Jun 20, 2009

Katine farmers harvest first cassava crop

guardian.co.uk by Richard M Kavuma. Jemorun is among the first of the 18 livelihood groups in Katine, Uganda, to harvest the new high-yielding, disease-resistant variety of cassava

A woman carrying cassava in Katine. Photograph: Dan Chung

In the midday heat, a dozen women, members of Ojemorun farmers group in Katine, sit peeling a heap of cassava tubers as men gather stems from the garden.

The tubers of this new variety are longer and bigger than those of the Nigeria strain, the most common type of cassava grown in Katine, but which is vulnerable to diseases like cassava brown streak.

Farmer groups in Katine have been harvesting this new high-yielding, disease-resistant variety of cassava, planted a year ago, given to them by the African Medical and Research Foundation (Amref), which is implementing a three-year development project in the sub-county, funded by the Guardian and Barclays. It is receiving technical assistance on farming from Farm-Africa.

Ojemorun is among the first of Amref's 18 livelihood groups to harvest its cassava. After training in May last year, each group was given stem cuttings of the improved Akena and, later, 2961 varieties. Ojemorun was one of four pilot groups to test the enthusiasm for the new strain among farmers. Each group set up a demonstration garden to put into practice what they had learned in training, but also to share the cassava crop. Last month, it was time for the farmers to reap the rewards of their labour.

## Material supplied
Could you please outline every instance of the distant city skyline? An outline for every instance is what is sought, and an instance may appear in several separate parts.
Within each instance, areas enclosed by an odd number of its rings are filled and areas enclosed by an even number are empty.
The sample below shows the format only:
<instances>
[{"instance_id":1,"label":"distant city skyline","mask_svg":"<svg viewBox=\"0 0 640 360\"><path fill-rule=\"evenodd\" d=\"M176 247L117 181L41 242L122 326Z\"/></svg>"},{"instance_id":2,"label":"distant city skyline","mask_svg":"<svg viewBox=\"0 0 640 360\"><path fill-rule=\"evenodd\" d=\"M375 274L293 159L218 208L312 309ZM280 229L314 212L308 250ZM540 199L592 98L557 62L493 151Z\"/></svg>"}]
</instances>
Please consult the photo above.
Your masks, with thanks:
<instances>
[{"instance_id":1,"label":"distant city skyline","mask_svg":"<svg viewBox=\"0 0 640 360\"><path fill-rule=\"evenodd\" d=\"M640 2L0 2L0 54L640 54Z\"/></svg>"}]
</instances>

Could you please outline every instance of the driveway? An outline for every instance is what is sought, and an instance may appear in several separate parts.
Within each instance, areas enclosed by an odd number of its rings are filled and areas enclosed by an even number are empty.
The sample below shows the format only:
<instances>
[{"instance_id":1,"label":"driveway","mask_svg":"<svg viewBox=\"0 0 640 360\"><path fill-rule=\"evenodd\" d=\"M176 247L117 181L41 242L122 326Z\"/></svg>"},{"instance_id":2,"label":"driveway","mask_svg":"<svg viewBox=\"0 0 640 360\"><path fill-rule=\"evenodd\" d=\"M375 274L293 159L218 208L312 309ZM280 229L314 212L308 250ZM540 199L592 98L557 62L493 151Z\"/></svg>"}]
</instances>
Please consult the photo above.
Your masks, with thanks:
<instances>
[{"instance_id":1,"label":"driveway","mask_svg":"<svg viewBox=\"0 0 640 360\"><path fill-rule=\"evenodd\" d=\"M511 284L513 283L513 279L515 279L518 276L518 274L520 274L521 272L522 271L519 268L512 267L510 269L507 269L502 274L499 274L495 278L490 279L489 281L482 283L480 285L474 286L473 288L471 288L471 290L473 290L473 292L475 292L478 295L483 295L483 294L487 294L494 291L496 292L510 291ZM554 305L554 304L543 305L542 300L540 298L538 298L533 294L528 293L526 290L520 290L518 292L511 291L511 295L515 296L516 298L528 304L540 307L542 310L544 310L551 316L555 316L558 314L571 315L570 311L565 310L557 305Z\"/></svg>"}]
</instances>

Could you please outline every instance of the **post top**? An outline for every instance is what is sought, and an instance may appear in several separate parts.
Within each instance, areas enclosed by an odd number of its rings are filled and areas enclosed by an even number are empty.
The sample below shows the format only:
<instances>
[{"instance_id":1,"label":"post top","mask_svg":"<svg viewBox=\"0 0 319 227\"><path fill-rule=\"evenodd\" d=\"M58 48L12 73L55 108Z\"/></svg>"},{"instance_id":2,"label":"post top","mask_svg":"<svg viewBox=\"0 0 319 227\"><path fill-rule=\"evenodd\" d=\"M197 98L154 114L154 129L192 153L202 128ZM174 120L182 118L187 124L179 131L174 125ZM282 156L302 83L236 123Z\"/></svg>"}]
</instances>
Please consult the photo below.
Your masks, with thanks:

## What you will do
**1.** In the Katine cassava article above, reproduce everything from "The tubers of" down to "cassava brown streak.".
**2.** According to the Katine cassava article, which two improved cassava varieties did each group receive as stem cuttings?

## Expected outputs
**1.**
The tubers of this new variety are longer and bigger than those of the Nigeria strain, the most common type of cassava grown in Katine, but which is vulnerable to diseases like cassava brown streak.

**2.** Akena and 2961.